▶ Exercise requirements: Please copy the records word for word, starting at the line that contains "Put a dot on each instance of the thin" and ending at the end of the records. Leave the pictures out of your copy.

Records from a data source
⟨

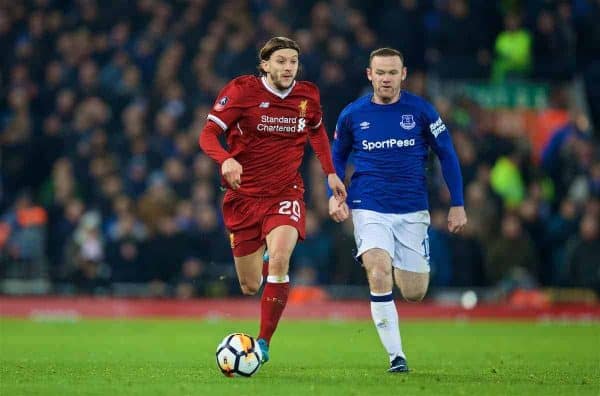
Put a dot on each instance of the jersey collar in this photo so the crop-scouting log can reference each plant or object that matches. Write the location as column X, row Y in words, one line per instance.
column 283, row 94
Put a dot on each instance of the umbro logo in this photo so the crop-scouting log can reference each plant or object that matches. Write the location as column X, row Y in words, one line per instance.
column 408, row 122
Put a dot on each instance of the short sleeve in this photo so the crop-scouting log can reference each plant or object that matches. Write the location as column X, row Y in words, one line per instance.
column 227, row 108
column 435, row 125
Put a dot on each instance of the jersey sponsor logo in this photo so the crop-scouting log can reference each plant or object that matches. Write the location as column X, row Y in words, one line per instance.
column 302, row 108
column 407, row 122
column 437, row 127
column 387, row 144
column 221, row 103
column 281, row 124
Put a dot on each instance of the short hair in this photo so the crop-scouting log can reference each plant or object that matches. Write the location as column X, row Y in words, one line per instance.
column 386, row 51
column 274, row 44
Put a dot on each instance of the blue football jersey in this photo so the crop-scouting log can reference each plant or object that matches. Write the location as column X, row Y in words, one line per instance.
column 389, row 146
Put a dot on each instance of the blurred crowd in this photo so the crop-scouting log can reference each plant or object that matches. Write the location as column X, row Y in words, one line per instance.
column 103, row 184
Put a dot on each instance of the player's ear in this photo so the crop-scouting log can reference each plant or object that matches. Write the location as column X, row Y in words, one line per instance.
column 264, row 65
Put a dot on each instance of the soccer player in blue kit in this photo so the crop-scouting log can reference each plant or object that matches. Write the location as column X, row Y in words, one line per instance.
column 389, row 133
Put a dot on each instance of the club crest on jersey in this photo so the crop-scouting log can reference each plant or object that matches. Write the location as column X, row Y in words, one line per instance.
column 221, row 103
column 302, row 107
column 407, row 122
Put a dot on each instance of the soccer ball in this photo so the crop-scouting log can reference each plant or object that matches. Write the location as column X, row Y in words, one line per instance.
column 238, row 354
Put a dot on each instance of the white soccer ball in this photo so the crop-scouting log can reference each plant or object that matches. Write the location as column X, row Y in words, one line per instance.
column 238, row 354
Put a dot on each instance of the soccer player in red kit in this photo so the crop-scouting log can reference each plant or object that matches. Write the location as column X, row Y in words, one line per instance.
column 267, row 121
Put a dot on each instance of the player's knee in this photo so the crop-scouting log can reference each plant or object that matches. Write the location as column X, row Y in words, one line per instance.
column 278, row 263
column 414, row 295
column 380, row 277
column 249, row 288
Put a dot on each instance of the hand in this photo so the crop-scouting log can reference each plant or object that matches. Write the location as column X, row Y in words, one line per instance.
column 338, row 188
column 232, row 172
column 338, row 211
column 457, row 219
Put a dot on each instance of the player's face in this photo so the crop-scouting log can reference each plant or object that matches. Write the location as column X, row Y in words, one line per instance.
column 386, row 75
column 281, row 68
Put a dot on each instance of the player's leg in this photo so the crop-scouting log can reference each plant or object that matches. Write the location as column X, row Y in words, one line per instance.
column 249, row 270
column 412, row 285
column 411, row 272
column 378, row 266
column 280, row 243
column 375, row 247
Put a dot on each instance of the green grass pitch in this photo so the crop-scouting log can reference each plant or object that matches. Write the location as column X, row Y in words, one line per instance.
column 176, row 357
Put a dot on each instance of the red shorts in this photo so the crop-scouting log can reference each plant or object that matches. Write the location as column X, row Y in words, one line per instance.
column 250, row 219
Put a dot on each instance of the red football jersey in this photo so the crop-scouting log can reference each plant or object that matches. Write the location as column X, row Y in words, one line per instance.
column 267, row 131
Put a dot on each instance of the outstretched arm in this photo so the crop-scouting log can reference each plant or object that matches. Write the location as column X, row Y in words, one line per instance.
column 457, row 217
column 320, row 144
column 209, row 143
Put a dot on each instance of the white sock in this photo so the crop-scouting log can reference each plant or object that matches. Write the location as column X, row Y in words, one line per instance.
column 385, row 317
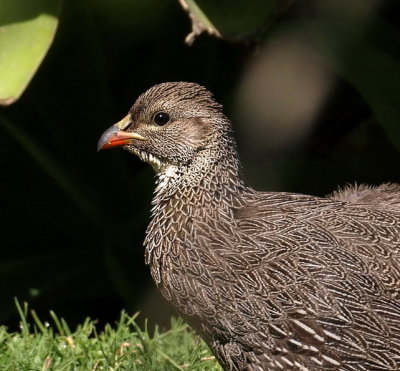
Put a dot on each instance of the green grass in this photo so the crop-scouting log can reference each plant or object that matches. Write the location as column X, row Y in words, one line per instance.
column 124, row 346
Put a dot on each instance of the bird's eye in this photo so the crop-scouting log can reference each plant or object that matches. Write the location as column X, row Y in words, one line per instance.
column 161, row 118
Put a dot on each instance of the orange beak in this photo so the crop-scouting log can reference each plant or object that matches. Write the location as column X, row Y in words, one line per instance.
column 115, row 136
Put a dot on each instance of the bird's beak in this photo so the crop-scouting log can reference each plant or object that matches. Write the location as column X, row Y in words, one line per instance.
column 116, row 136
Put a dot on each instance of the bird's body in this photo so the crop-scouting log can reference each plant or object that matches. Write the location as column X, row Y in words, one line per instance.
column 271, row 281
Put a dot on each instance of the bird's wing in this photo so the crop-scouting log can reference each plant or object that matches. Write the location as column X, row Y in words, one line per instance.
column 317, row 282
column 386, row 195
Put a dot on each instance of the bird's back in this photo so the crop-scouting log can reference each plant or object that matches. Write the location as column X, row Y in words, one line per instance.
column 285, row 281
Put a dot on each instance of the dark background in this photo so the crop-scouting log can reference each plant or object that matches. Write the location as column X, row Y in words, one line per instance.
column 314, row 95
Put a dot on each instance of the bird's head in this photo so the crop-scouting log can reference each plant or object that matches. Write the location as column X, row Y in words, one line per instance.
column 168, row 125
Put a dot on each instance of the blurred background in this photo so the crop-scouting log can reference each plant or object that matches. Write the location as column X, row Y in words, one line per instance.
column 312, row 88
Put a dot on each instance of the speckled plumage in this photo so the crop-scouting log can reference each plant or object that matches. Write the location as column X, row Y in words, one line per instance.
column 271, row 281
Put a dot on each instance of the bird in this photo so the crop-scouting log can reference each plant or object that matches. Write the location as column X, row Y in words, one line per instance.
column 270, row 280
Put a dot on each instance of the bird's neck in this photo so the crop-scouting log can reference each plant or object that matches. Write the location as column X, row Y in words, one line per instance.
column 206, row 189
column 212, row 171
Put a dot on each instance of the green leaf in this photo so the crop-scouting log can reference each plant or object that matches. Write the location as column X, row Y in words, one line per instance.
column 27, row 29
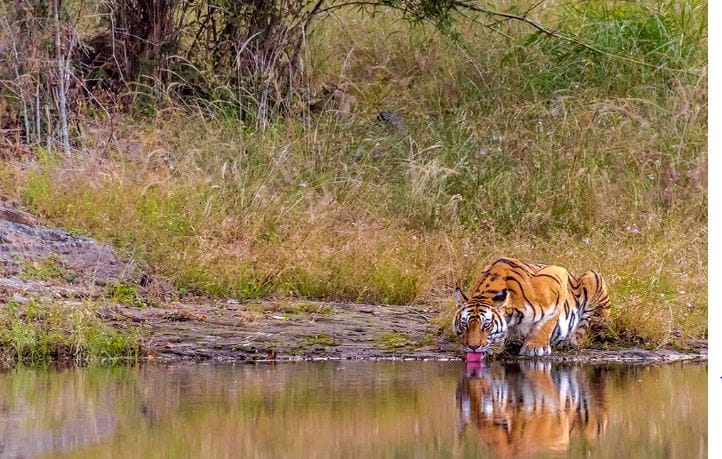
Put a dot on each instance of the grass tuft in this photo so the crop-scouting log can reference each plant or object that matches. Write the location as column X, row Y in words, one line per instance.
column 38, row 332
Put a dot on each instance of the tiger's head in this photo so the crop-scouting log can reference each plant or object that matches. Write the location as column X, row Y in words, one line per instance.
column 478, row 322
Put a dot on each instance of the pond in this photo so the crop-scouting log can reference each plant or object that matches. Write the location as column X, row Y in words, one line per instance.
column 356, row 409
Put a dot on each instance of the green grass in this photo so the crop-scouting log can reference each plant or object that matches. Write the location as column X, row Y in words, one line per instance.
column 40, row 332
column 518, row 145
column 125, row 294
column 309, row 308
column 394, row 340
column 320, row 339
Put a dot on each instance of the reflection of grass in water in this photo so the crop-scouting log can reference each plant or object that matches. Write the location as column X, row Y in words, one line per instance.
column 331, row 410
column 532, row 148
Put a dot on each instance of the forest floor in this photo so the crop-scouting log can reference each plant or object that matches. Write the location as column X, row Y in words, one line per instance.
column 53, row 267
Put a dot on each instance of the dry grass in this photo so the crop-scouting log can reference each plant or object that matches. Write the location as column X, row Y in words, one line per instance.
column 512, row 149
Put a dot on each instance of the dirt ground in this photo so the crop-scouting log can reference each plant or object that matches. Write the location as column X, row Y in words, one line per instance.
column 37, row 261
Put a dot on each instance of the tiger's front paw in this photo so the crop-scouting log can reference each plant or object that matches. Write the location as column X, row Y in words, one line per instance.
column 532, row 350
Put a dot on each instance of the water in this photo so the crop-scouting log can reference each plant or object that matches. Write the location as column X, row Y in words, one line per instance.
column 356, row 409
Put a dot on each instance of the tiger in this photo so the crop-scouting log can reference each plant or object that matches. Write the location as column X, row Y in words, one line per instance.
column 543, row 305
column 532, row 408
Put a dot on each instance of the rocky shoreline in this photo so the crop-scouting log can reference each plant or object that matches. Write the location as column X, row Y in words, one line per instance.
column 41, row 262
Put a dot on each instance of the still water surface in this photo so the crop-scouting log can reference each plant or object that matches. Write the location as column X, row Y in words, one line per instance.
column 356, row 409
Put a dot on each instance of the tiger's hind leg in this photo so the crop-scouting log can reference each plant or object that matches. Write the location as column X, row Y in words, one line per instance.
column 592, row 305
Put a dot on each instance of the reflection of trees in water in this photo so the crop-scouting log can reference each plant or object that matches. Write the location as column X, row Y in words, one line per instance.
column 533, row 406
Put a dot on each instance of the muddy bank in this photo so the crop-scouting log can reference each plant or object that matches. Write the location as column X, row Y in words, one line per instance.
column 42, row 262
column 311, row 331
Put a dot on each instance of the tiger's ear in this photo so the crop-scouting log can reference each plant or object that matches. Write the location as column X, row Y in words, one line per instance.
column 460, row 297
column 500, row 295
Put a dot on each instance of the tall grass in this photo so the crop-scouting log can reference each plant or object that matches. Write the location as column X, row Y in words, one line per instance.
column 516, row 145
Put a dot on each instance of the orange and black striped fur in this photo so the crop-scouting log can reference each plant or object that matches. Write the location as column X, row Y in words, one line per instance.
column 544, row 305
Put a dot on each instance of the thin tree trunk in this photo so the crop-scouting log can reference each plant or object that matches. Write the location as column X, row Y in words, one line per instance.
column 62, row 70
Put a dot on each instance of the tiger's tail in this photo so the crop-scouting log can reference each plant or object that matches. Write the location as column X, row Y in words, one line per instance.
column 590, row 292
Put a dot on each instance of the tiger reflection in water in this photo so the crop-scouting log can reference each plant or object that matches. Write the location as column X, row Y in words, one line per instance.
column 532, row 407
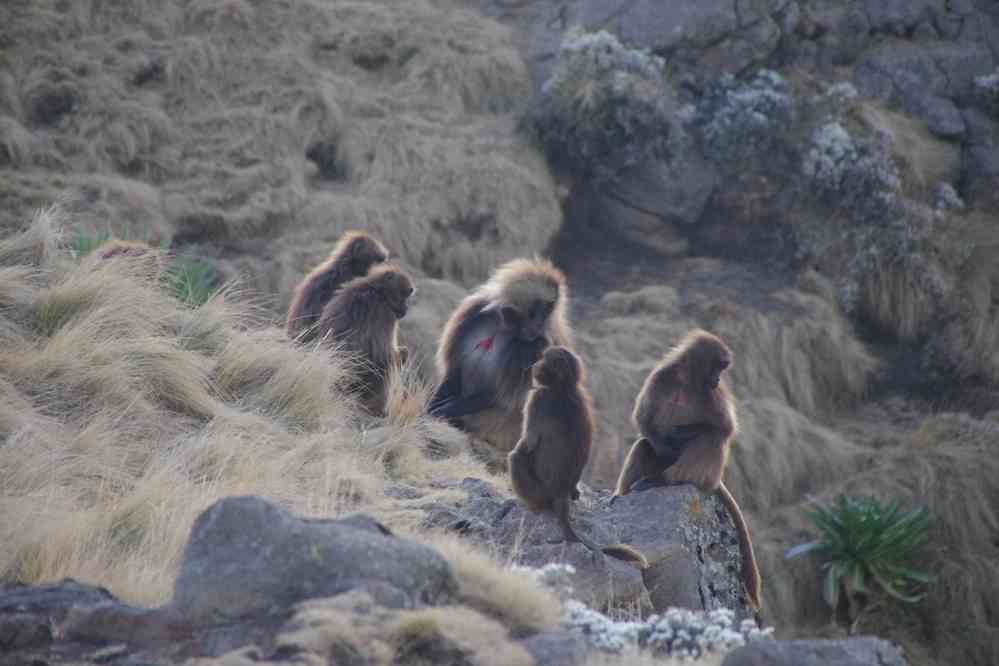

⟩

▶ Correct answer:
Put a dot on each instance of the thin tree trunk in this photo so the crop-scouting log can reference each plant or object that matches. Write the location as column X, row Y in words, one line per instance.
column 62, row 70
Put a dot on each instance of the tiger's tail in this photo so the crop-scouting log can reference each plant or object that matches. Write the location as column X, row Y in words, one line per instance.
column 590, row 292
Put a dot on each instance of the tiger reflection in water in this photo so the crop-scouting log can reference each plant or object that matches. Write the location as column X, row Y in words, one line per instance.
column 532, row 407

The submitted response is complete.